- EXTRAIT DU DOCUMENT -
+--
Formation : préparatrice en pharmacie.

Lieu d’exercice : Pharmacie de la Plaine, Lievin (62).

Ce qui la motive : rendre les gens heureux, pouvoir les aider.

Portrait chinois

• Si vous étiez un végétal, lequel seriez-vous ? Je serais une fleur odorante, étincelante parce qu’elle est pleine de vie.

• Si vous étiez une forme galénique ? Un comprimé effervescent parce que je bouge beaucoup. Peut-être aussi parce que j’ai du mal à communiquer. J’aimerais être capable de franc-parler.

• Si vous étiez un médicament ? Contre la méchanceté, contre ceux qui n’en ont rien à faire des autres ou bien qui jugent trop vite.

• Si vous étiez un matériel ou dispositif médical ? Un collier cervical pour regarder toujours en face. Pour ne pas baisser la tête par timidité.

• Si vous étiez un vaccin ? Je serais un vaccin contre les maladies infantiles.

• Si vous étiez une partie du corps ? Les yeux qui sont pour moi le reflet de la personne. Clairs, ils sont doux, foncés, ils semblent davantage méchants. J’ai un côté doux et un autre « sale caractère ».
+--
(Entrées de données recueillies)
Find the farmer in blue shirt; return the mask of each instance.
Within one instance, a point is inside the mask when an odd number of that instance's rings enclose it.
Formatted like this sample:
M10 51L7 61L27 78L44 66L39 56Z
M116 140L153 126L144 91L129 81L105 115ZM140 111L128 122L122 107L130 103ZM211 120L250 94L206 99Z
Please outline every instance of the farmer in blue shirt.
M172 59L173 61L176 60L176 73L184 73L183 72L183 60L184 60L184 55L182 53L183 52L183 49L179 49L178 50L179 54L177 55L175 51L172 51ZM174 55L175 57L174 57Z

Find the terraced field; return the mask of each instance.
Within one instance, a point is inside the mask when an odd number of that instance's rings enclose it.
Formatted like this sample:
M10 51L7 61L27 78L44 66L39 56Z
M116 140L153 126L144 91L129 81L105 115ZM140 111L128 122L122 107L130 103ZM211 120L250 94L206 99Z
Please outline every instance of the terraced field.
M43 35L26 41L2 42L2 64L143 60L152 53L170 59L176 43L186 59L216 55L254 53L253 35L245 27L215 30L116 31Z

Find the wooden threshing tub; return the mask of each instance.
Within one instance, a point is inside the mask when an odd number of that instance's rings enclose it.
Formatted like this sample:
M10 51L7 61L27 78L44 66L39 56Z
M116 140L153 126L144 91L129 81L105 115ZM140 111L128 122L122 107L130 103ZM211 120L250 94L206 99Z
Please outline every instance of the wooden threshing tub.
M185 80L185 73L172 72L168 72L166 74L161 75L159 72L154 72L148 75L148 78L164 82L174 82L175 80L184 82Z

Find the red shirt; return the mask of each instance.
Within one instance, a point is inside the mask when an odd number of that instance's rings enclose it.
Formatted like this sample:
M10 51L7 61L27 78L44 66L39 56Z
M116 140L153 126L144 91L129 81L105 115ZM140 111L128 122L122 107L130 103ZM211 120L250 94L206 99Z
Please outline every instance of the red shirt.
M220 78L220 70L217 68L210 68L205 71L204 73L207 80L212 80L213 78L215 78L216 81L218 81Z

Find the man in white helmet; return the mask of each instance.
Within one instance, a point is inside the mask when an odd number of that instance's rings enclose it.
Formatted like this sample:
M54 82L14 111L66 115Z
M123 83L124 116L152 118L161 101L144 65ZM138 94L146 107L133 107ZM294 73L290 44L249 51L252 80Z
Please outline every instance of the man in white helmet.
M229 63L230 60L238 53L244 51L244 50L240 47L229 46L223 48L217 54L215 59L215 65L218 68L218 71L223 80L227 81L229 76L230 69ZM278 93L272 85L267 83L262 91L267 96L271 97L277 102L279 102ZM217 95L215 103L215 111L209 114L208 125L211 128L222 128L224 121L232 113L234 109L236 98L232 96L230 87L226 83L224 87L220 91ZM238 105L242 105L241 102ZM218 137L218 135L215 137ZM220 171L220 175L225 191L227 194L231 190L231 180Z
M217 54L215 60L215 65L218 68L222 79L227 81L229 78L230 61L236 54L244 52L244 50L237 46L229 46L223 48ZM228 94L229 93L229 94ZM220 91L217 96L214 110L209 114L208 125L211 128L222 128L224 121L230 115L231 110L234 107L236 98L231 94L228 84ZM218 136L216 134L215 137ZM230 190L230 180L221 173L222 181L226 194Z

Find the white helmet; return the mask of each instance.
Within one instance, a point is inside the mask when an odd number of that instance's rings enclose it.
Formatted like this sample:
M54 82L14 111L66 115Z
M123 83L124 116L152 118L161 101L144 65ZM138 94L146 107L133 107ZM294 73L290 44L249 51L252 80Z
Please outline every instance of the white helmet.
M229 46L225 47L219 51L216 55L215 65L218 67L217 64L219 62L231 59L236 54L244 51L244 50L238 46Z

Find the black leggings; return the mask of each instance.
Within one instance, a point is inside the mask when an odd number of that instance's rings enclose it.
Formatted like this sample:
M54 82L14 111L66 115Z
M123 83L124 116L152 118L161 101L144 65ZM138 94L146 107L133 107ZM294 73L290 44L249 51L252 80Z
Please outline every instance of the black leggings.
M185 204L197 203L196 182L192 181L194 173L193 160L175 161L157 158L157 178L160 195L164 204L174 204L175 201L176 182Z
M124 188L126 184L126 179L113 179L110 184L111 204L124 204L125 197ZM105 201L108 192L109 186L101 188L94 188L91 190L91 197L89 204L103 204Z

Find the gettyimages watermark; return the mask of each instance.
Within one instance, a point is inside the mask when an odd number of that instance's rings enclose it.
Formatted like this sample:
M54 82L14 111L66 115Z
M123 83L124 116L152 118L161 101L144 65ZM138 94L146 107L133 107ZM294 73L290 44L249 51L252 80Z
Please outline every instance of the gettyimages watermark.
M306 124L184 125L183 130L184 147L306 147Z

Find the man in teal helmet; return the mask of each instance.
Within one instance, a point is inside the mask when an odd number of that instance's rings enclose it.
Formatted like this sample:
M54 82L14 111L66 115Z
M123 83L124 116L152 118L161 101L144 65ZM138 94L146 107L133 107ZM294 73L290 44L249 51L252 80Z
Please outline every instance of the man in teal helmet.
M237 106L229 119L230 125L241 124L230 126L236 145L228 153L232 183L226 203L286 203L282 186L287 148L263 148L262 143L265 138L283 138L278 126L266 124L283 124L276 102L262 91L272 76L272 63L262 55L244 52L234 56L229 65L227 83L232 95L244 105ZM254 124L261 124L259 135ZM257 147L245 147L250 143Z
+--
- ÉNONCÉ 1 -
Recopiez fidèlement le passage du portrait allant de « Lieu d’exercice : Pharmacie » jusqu'à « capable de franc-parler. » inclus.
- ÉNONCÉ 2 -
Relevez toutes les catégories qui suivent les mots « Si vous étiez » dans le portrait.
Les lignes de données forment un matériau distinct du portrait.

- ZONE DE RÉPONSE 1 -
Lieu d’exercice : Pharmacie de la Plaine, Lievin (62).

Ce qui la motive : rendre les gens heureux, pouvoir les aider.

Portrait chinois

• Si vous étiez un végétal, lequel seriez-vous ? Je serais une fleur odorante, étincelante parce qu’elle est pleine de vie.

• Si vous étiez une forme galénique ? Un comprimé effervescent parce que je bouge beaucoup. Peut-être aussi parce que j’ai du mal à communiquer. J’aimerais être capable de franc-parler.

- ZONE DE RÉPONSE 2 -
un végétal, une forme galénique, un médicament, un matériel ou dispositif médical, un vaccin, une partie du corps